* **Required work**: An unaltered copy of every line below is the expected output.

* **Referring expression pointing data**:
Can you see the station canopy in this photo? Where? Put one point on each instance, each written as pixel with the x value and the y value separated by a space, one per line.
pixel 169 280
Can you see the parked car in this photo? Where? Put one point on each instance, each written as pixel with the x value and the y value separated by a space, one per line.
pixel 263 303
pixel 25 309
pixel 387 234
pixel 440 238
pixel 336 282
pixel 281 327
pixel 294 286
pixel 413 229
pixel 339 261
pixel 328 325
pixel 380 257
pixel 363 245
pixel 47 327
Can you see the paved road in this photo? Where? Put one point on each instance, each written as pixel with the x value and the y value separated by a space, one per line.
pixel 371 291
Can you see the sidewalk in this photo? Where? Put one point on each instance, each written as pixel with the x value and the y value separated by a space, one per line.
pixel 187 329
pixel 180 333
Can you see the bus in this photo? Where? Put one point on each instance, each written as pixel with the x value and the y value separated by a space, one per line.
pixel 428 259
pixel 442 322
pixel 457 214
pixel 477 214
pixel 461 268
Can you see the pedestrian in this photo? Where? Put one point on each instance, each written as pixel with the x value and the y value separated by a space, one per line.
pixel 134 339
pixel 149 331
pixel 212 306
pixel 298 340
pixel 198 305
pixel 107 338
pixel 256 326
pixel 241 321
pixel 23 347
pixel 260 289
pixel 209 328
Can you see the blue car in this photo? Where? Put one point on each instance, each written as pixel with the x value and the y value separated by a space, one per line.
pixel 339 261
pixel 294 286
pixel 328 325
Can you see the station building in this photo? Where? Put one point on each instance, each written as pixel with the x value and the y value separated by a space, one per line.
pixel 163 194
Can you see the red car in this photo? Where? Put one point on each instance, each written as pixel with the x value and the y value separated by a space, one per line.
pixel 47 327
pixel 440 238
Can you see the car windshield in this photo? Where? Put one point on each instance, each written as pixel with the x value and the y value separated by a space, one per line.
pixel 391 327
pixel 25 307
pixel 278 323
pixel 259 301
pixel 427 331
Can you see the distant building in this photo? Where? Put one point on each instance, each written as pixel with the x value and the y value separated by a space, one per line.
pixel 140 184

* **The answer**:
Can you see the station canopy in this photo? Where? Put one point on each instance, each written as pixel with the x value and the y value separated by a space, one per line.
pixel 169 280
Can you see the parked car in this photo? Where? Put one point on each instance, each written as pixel with the x value and the y value separated by a space, one per line.
pixel 263 303
pixel 25 309
pixel 387 234
pixel 440 238
pixel 336 282
pixel 281 327
pixel 294 286
pixel 413 229
pixel 339 261
pixel 328 325
pixel 380 257
pixel 363 245
pixel 47 327
Can you see the paved road in this photo? Where? Put one point on each instance, each written as pixel with the x value and the y value separated by a space, one per line.
pixel 371 291
Can you see the sidewalk in this photo? Where? Put one point on each instance, each written as pixel with the x value and the y value separated by a space, one per line.
pixel 187 329
pixel 180 333
Can you see the bus in this photo? Where? Put one point on each instance, each written as pixel with the x value and the y value separated by a space, one per line.
pixel 428 259
pixel 442 322
pixel 457 214
pixel 477 214
pixel 461 268
Can you see the pedestrian in this photo? Where? Put one point on each instance, each written as pixel with the x value and the y value separated by a space, one per line.
pixel 134 339
pixel 149 331
pixel 212 306
pixel 298 340
pixel 198 305
pixel 107 338
pixel 256 326
pixel 241 321
pixel 23 347
pixel 260 289
pixel 209 328
Can you see the blue car in this photo? Where? Put one point on each instance, each written as pixel with the x value and the y value separated by a space, one per line.
pixel 339 261
pixel 294 286
pixel 328 325
Can you see the station building in this photo? Where? Put one point on each instance, each written as pixel with the x value and the y value separated by a space, one per line.
pixel 163 194
Can you see the red car in this photo? Where? Put one point on each instance, each written as pixel with the x value and the y value separated by a space, one per line.
pixel 47 327
pixel 440 238
Can you see the car windshield in this photo? Where? Put one point on each instance, each written as pixel with the x value and the y value separated by a space, one per line.
pixel 391 327
pixel 25 307
pixel 278 323
pixel 259 301
pixel 427 331
Can you see the distant building in this photo? Where? Put one point on each instance, each written as pixel with the x value and the y value separated by a space, one per line.
pixel 140 184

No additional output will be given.